Activity:
Would you copy only the lines below, beginning with the one that contains "Spot the decorative" and running through the last entry line?

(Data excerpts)

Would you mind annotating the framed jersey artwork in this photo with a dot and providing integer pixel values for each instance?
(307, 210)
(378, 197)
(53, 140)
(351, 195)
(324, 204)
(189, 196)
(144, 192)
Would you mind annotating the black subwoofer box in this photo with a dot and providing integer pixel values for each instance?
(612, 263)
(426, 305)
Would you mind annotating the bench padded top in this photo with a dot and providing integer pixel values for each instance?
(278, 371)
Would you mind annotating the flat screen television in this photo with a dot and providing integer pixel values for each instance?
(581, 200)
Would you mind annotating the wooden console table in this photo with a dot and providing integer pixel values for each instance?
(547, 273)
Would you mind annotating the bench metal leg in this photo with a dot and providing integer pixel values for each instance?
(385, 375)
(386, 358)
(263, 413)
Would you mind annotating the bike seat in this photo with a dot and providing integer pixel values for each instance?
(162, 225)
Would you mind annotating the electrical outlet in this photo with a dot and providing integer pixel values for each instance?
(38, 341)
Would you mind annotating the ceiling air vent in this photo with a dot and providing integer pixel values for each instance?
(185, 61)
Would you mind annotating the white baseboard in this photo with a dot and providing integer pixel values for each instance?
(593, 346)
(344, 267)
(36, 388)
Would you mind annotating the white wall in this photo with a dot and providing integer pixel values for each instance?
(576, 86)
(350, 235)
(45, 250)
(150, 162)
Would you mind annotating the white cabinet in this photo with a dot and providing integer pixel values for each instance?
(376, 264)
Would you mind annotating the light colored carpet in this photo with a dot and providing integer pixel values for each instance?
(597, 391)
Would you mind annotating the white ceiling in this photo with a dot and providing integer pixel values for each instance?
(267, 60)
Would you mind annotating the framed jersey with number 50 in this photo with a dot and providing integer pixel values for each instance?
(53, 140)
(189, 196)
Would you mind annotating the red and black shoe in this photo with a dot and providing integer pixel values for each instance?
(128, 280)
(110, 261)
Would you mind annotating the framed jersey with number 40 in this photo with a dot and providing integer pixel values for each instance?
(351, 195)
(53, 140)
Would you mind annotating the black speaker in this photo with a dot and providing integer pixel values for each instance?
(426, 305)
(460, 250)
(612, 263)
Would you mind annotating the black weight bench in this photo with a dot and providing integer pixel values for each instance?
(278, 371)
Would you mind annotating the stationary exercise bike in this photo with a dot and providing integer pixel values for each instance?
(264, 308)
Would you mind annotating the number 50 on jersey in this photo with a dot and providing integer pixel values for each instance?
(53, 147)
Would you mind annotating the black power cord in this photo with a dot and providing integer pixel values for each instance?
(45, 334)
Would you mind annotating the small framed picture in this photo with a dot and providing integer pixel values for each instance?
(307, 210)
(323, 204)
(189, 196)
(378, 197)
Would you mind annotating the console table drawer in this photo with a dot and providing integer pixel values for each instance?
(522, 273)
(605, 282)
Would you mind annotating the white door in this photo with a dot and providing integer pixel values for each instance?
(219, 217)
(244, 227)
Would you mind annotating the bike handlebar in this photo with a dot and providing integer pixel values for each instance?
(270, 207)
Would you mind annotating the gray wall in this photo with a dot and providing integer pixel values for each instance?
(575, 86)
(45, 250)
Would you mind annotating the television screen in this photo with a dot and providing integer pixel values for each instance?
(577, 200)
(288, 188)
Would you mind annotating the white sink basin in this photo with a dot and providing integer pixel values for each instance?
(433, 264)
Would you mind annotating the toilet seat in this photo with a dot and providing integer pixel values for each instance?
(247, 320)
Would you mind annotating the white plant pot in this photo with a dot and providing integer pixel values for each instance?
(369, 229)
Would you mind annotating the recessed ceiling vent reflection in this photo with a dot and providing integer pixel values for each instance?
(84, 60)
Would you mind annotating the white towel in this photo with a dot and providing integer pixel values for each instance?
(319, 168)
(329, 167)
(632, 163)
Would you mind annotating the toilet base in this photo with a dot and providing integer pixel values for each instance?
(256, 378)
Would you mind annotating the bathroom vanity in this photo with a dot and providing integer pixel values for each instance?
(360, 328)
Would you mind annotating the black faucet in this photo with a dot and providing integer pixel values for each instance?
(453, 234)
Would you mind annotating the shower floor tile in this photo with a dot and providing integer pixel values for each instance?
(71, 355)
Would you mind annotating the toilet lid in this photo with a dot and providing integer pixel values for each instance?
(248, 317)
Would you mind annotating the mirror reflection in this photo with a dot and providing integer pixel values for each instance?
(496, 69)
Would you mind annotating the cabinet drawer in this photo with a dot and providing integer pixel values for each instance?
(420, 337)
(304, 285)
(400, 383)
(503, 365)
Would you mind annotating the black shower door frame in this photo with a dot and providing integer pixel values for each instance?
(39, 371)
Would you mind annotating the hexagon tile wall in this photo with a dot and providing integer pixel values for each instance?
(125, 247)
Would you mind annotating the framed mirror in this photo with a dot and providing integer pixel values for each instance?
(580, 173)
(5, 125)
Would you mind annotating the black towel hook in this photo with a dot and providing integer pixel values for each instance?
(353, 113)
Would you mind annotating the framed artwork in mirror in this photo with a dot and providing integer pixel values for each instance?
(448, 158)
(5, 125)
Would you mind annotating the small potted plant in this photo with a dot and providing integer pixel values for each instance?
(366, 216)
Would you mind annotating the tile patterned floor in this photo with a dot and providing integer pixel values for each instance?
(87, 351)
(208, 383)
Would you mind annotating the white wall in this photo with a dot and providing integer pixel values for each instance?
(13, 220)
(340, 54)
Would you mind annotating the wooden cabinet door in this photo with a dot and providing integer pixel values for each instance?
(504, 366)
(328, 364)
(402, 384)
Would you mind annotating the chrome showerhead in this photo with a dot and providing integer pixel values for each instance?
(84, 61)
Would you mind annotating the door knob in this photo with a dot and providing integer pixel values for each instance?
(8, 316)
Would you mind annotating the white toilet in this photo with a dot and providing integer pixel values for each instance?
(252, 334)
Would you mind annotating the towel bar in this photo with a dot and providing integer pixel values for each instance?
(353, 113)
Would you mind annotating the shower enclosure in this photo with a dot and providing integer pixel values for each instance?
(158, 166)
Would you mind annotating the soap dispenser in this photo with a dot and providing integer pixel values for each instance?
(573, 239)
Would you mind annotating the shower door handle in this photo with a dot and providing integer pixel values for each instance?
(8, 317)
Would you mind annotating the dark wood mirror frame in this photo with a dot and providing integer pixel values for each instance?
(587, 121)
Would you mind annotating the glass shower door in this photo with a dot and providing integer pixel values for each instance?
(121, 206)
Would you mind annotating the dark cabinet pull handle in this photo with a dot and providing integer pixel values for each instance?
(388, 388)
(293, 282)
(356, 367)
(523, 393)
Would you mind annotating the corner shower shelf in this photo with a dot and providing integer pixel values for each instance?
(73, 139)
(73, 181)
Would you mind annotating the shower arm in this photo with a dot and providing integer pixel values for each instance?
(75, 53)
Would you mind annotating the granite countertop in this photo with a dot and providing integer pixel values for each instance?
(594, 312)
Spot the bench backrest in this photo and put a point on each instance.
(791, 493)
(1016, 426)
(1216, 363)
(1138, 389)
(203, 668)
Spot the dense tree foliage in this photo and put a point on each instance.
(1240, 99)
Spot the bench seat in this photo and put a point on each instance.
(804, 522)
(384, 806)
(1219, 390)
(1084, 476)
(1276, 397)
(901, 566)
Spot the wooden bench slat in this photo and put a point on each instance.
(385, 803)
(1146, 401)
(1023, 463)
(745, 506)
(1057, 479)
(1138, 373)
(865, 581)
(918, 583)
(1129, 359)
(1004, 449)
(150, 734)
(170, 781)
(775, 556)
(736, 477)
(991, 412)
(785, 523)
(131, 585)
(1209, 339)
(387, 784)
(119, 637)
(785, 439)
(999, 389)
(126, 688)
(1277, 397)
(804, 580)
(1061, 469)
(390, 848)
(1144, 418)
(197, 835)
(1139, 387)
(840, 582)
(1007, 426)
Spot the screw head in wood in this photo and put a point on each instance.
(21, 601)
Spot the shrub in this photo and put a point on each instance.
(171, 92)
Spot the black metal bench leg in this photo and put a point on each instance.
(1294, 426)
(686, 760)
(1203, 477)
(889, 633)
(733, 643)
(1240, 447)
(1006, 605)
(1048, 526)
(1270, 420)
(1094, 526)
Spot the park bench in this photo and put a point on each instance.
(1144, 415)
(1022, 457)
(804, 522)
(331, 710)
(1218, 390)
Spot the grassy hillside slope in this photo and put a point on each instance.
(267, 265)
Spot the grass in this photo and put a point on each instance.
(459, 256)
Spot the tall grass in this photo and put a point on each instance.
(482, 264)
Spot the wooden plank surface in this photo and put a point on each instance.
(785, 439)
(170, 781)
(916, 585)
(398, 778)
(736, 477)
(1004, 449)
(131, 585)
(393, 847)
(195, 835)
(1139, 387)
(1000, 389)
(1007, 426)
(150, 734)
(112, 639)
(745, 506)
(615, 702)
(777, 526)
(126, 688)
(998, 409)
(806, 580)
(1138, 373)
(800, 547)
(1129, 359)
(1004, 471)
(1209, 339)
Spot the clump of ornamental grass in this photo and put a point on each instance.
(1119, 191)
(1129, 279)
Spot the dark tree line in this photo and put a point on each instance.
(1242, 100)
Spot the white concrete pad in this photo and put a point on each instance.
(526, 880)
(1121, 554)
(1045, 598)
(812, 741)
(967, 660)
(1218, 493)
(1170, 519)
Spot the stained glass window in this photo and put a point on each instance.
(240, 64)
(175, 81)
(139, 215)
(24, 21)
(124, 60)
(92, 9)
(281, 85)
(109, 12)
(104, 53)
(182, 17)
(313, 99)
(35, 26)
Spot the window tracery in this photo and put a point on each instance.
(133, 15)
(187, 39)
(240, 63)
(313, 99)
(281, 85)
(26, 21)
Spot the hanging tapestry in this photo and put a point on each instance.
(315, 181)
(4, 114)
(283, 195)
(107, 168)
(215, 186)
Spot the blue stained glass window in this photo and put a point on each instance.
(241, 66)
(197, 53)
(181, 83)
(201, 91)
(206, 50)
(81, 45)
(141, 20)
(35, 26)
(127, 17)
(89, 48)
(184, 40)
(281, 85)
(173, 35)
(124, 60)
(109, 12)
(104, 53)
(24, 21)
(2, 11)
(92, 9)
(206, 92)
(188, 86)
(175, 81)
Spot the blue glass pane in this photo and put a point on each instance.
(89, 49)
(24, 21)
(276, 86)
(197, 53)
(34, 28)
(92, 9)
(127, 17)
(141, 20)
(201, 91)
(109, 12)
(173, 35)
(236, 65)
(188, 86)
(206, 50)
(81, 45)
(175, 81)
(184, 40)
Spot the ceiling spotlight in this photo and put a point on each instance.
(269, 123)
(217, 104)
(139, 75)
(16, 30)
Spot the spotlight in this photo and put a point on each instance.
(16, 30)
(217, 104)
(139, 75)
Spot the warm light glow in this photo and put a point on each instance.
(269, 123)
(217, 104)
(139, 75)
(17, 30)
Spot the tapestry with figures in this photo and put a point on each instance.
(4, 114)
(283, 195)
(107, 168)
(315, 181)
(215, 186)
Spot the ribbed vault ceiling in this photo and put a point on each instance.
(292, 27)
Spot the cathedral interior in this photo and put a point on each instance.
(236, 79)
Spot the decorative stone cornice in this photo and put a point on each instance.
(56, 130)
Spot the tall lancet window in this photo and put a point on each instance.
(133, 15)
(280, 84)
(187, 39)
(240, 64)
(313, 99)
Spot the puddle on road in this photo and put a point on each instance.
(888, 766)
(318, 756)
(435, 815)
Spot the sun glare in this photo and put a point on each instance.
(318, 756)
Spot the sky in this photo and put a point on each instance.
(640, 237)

Answer box:
Spot the decorative stone cornice in this photo and put a point on each instance.
(56, 130)
Spot the tall lancet window in this photo and put a point on each instance.
(133, 15)
(280, 84)
(187, 39)
(240, 64)
(313, 99)
Spot the puddle on road in this photo and put a point on each instance.
(888, 766)
(318, 756)
(435, 815)
Spot the sun glare in this photo and put a point on each instance.
(318, 756)
Spot the sky in this photo and put a point on each instance.
(640, 237)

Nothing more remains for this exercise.